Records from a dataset
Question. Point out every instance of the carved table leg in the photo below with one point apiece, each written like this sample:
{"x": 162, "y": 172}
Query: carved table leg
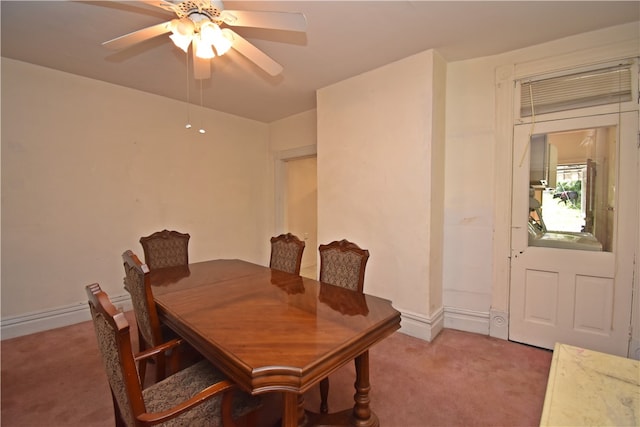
{"x": 363, "y": 417}
{"x": 293, "y": 414}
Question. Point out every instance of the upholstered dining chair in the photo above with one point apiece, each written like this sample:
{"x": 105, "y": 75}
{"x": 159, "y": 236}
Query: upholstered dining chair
{"x": 151, "y": 333}
{"x": 165, "y": 249}
{"x": 342, "y": 263}
{"x": 286, "y": 253}
{"x": 196, "y": 395}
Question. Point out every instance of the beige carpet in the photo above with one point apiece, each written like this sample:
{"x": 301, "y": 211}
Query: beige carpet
{"x": 55, "y": 378}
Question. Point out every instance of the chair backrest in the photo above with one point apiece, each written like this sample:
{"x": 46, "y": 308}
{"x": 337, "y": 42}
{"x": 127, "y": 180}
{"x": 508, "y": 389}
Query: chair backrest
{"x": 136, "y": 281}
{"x": 286, "y": 253}
{"x": 165, "y": 249}
{"x": 342, "y": 263}
{"x": 114, "y": 342}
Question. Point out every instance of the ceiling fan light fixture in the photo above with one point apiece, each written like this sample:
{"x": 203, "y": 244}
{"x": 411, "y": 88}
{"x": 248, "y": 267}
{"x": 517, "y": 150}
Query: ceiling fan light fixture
{"x": 202, "y": 48}
{"x": 181, "y": 41}
{"x": 211, "y": 33}
{"x": 183, "y": 30}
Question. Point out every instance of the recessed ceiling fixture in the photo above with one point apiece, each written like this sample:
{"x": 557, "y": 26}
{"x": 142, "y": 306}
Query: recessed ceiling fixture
{"x": 202, "y": 25}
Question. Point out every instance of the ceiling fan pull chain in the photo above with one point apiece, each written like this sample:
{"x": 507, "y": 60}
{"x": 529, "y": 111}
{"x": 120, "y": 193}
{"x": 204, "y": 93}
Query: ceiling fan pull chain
{"x": 201, "y": 109}
{"x": 188, "y": 125}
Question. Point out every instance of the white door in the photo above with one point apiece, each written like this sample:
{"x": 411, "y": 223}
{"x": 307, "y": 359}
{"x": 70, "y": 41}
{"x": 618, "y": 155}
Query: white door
{"x": 574, "y": 285}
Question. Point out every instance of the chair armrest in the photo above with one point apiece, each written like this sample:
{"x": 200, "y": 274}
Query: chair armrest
{"x": 158, "y": 349}
{"x": 224, "y": 386}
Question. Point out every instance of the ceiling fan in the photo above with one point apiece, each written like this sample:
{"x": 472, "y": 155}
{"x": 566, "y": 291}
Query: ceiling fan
{"x": 202, "y": 25}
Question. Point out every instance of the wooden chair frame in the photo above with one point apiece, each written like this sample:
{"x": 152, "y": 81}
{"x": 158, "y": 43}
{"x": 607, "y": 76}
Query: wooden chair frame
{"x": 148, "y": 324}
{"x": 100, "y": 305}
{"x": 152, "y": 259}
{"x": 289, "y": 240}
{"x": 343, "y": 246}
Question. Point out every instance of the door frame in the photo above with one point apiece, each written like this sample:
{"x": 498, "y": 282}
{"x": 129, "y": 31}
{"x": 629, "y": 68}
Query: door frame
{"x": 505, "y": 120}
{"x": 280, "y": 190}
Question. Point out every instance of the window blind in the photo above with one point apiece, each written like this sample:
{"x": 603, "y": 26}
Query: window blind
{"x": 585, "y": 89}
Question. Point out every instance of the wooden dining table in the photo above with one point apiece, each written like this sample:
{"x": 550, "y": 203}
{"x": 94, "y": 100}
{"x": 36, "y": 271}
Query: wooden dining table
{"x": 272, "y": 331}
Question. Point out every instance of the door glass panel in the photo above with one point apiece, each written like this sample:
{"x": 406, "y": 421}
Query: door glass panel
{"x": 572, "y": 189}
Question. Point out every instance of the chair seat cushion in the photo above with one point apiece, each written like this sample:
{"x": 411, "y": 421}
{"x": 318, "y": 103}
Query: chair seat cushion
{"x": 185, "y": 384}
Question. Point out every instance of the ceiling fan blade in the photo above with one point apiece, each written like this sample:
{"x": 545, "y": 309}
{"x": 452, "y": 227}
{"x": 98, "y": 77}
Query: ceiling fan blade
{"x": 254, "y": 54}
{"x": 201, "y": 67}
{"x": 137, "y": 36}
{"x": 271, "y": 20}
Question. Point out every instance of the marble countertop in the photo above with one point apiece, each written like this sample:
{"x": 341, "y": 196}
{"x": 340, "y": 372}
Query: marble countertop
{"x": 589, "y": 388}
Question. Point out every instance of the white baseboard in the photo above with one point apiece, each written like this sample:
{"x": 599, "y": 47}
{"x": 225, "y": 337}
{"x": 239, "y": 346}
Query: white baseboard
{"x": 634, "y": 349}
{"x": 499, "y": 324}
{"x": 421, "y": 326}
{"x": 466, "y": 320}
{"x": 17, "y": 326}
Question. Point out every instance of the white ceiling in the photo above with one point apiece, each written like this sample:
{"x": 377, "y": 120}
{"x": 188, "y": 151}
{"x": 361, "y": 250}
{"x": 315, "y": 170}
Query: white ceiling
{"x": 344, "y": 38}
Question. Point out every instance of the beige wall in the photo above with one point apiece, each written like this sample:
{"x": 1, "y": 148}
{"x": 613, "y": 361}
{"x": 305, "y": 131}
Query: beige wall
{"x": 98, "y": 134}
{"x": 89, "y": 167}
{"x": 380, "y": 148}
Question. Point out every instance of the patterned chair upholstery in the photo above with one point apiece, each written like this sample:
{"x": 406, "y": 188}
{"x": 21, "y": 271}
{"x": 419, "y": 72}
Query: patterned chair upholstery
{"x": 286, "y": 253}
{"x": 342, "y": 263}
{"x": 198, "y": 395}
{"x": 165, "y": 249}
{"x": 150, "y": 331}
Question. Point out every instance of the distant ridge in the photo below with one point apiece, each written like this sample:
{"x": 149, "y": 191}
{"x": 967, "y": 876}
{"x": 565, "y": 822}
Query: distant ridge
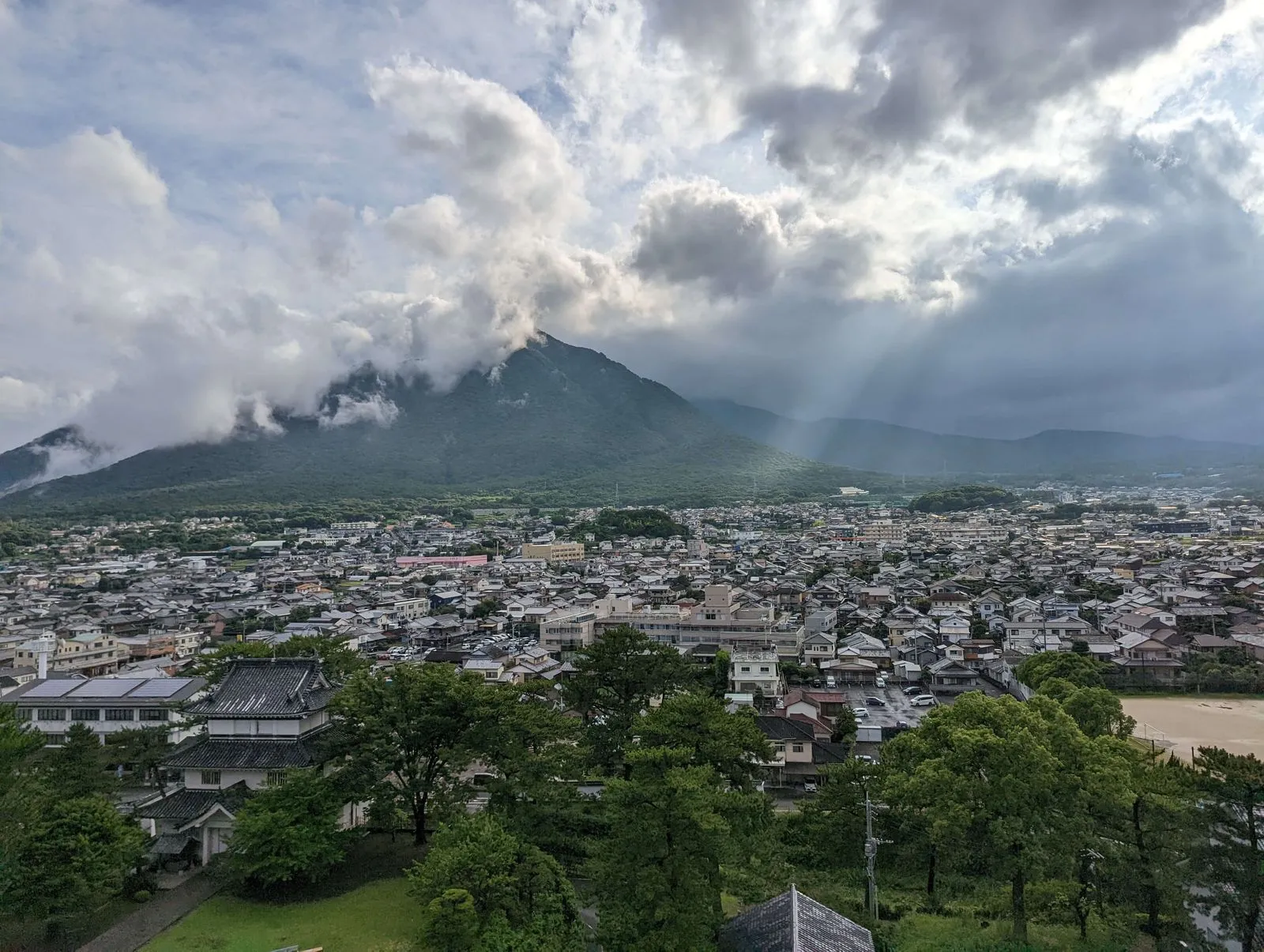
{"x": 872, "y": 446}
{"x": 554, "y": 417}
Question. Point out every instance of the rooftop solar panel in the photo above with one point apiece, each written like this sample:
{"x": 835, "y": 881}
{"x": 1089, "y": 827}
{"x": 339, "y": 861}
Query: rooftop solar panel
{"x": 107, "y": 688}
{"x": 51, "y": 689}
{"x": 160, "y": 687}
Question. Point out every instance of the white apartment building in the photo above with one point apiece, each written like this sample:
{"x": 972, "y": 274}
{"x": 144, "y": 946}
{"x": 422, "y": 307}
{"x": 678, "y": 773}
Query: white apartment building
{"x": 90, "y": 654}
{"x": 885, "y": 531}
{"x": 105, "y": 705}
{"x": 720, "y": 619}
{"x": 566, "y": 632}
{"x": 752, "y": 672}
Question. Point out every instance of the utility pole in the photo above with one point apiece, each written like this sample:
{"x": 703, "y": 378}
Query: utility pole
{"x": 870, "y": 856}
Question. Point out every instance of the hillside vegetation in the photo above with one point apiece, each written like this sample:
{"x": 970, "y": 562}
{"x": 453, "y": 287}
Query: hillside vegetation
{"x": 960, "y": 499}
{"x": 558, "y": 423}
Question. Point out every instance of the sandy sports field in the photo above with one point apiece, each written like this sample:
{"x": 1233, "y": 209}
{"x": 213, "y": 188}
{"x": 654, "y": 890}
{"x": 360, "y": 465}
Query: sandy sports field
{"x": 1181, "y": 724}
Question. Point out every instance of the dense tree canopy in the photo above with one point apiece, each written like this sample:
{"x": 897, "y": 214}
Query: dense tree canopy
{"x": 1080, "y": 670}
{"x": 512, "y": 886}
{"x": 613, "y": 683}
{"x": 1009, "y": 785}
{"x": 288, "y": 832}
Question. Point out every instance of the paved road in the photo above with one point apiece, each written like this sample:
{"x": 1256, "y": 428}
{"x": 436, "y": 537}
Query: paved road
{"x": 164, "y": 910}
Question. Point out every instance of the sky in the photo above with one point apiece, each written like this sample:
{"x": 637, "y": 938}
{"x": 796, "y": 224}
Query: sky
{"x": 967, "y": 216}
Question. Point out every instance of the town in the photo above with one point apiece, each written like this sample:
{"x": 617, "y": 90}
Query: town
{"x": 834, "y": 626}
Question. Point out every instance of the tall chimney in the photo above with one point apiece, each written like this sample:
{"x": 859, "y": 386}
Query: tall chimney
{"x": 43, "y": 657}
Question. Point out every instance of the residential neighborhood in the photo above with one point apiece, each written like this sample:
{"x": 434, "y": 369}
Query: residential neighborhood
{"x": 836, "y": 629}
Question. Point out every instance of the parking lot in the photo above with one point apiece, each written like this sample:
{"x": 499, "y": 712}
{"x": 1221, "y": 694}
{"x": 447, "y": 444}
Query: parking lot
{"x": 899, "y": 707}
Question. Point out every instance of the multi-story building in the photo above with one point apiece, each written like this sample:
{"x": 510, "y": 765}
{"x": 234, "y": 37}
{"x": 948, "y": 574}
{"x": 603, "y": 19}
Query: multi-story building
{"x": 720, "y": 623}
{"x": 755, "y": 672}
{"x": 105, "y": 705}
{"x": 885, "y": 531}
{"x": 90, "y": 654}
{"x": 566, "y": 632}
{"x": 262, "y": 721}
{"x": 554, "y": 551}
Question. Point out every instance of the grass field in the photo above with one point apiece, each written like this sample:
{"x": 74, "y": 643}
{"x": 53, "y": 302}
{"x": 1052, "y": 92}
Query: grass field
{"x": 378, "y": 916}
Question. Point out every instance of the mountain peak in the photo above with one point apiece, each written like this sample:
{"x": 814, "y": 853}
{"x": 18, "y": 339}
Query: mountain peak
{"x": 551, "y": 417}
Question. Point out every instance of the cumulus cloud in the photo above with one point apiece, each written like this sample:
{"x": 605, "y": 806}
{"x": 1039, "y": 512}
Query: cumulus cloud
{"x": 703, "y": 231}
{"x": 875, "y": 206}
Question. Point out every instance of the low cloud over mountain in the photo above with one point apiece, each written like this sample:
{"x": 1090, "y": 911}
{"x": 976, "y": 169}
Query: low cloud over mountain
{"x": 954, "y": 215}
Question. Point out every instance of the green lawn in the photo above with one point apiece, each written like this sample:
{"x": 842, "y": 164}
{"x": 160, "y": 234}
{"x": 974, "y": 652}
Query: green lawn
{"x": 378, "y": 916}
{"x": 935, "y": 933}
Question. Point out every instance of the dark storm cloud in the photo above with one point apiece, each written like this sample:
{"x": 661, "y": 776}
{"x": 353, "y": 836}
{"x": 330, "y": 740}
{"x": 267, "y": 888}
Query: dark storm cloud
{"x": 699, "y": 231}
{"x": 988, "y": 62}
{"x": 1153, "y": 324}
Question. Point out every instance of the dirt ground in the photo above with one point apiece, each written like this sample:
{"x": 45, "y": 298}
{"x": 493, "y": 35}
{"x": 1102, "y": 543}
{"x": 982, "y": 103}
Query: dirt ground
{"x": 1183, "y": 724}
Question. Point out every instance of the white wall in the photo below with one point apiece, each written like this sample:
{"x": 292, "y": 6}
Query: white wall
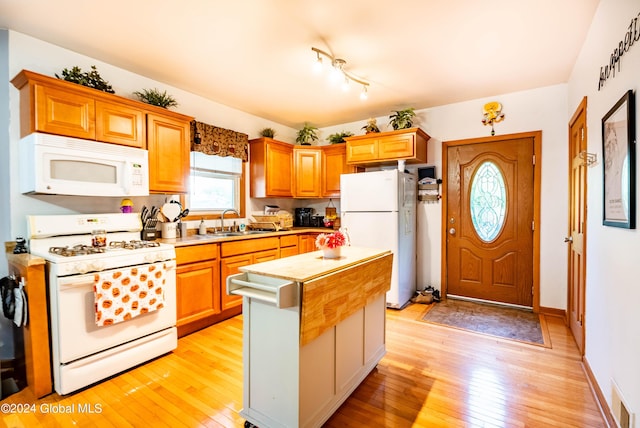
{"x": 539, "y": 109}
{"x": 613, "y": 291}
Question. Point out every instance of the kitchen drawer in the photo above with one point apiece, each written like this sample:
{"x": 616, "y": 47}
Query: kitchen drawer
{"x": 246, "y": 246}
{"x": 288, "y": 241}
{"x": 196, "y": 253}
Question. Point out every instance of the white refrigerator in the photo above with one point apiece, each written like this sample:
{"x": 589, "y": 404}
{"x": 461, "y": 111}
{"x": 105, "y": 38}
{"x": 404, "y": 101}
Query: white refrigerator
{"x": 378, "y": 210}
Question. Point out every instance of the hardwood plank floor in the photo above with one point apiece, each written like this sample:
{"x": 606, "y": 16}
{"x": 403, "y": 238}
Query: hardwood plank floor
{"x": 432, "y": 376}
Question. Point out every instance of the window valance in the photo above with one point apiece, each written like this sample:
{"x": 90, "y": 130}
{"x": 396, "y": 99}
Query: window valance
{"x": 219, "y": 141}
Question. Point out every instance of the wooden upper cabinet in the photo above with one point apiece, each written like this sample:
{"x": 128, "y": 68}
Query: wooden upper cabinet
{"x": 307, "y": 172}
{"x": 59, "y": 111}
{"x": 382, "y": 147}
{"x": 334, "y": 163}
{"x": 168, "y": 142}
{"x": 120, "y": 124}
{"x": 271, "y": 166}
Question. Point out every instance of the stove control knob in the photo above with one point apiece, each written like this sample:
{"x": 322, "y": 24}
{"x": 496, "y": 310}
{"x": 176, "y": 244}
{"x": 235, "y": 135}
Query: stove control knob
{"x": 97, "y": 266}
{"x": 81, "y": 268}
{"x": 152, "y": 257}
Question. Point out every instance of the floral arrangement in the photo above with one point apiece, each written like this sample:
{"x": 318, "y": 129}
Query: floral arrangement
{"x": 331, "y": 240}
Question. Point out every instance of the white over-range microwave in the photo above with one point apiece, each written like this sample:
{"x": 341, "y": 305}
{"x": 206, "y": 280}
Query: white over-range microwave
{"x": 53, "y": 164}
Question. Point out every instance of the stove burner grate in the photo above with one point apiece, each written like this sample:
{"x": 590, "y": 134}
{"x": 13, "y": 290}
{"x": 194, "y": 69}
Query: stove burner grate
{"x": 133, "y": 245}
{"x": 76, "y": 250}
{"x": 82, "y": 250}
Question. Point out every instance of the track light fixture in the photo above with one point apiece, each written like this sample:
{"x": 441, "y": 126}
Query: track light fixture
{"x": 338, "y": 71}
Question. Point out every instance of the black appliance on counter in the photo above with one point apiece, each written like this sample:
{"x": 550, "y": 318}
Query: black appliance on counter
{"x": 302, "y": 217}
{"x": 317, "y": 221}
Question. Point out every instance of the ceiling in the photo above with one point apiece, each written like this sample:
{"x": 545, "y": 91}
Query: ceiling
{"x": 255, "y": 55}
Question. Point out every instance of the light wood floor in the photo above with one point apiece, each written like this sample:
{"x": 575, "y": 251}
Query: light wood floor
{"x": 432, "y": 376}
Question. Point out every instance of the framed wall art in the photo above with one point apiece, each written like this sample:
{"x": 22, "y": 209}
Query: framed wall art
{"x": 618, "y": 160}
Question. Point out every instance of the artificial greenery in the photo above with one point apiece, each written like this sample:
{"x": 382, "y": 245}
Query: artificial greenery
{"x": 91, "y": 79}
{"x": 339, "y": 137}
{"x": 371, "y": 126}
{"x": 268, "y": 132}
{"x": 156, "y": 98}
{"x": 307, "y": 134}
{"x": 402, "y": 119}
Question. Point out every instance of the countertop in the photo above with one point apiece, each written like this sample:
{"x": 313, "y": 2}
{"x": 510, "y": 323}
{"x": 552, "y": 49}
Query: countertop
{"x": 308, "y": 266}
{"x": 211, "y": 238}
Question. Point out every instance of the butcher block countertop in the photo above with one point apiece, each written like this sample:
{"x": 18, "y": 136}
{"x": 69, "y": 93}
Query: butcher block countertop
{"x": 309, "y": 266}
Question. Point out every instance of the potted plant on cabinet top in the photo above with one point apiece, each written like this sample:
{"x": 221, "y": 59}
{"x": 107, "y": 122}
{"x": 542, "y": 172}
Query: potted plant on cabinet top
{"x": 90, "y": 79}
{"x": 339, "y": 137}
{"x": 307, "y": 134}
{"x": 371, "y": 126}
{"x": 156, "y": 98}
{"x": 402, "y": 119}
{"x": 268, "y": 132}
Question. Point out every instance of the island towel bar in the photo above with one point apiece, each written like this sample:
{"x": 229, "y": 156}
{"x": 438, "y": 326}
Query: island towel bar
{"x": 281, "y": 293}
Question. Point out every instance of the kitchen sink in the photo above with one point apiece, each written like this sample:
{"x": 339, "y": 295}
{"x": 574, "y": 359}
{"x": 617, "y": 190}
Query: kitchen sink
{"x": 246, "y": 232}
{"x": 225, "y": 234}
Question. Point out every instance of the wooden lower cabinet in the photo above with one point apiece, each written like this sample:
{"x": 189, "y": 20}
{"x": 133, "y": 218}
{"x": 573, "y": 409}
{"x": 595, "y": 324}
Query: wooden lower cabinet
{"x": 288, "y": 245}
{"x": 197, "y": 287}
{"x": 236, "y": 254}
{"x": 202, "y": 271}
{"x": 232, "y": 265}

## Work to complete
Scan the data above; copy every line where "below" appears.

## Output for this exercise
Question. Point out every instance of the carved table leg in the photo below with one point apiece, each written like this sample:
Question. Point out every instance of the distant ridge in the photo below with one point apiece, each written like this sample:
Question. Point out every instance of the white wall in the photo below with one point apiece, each written like this sample:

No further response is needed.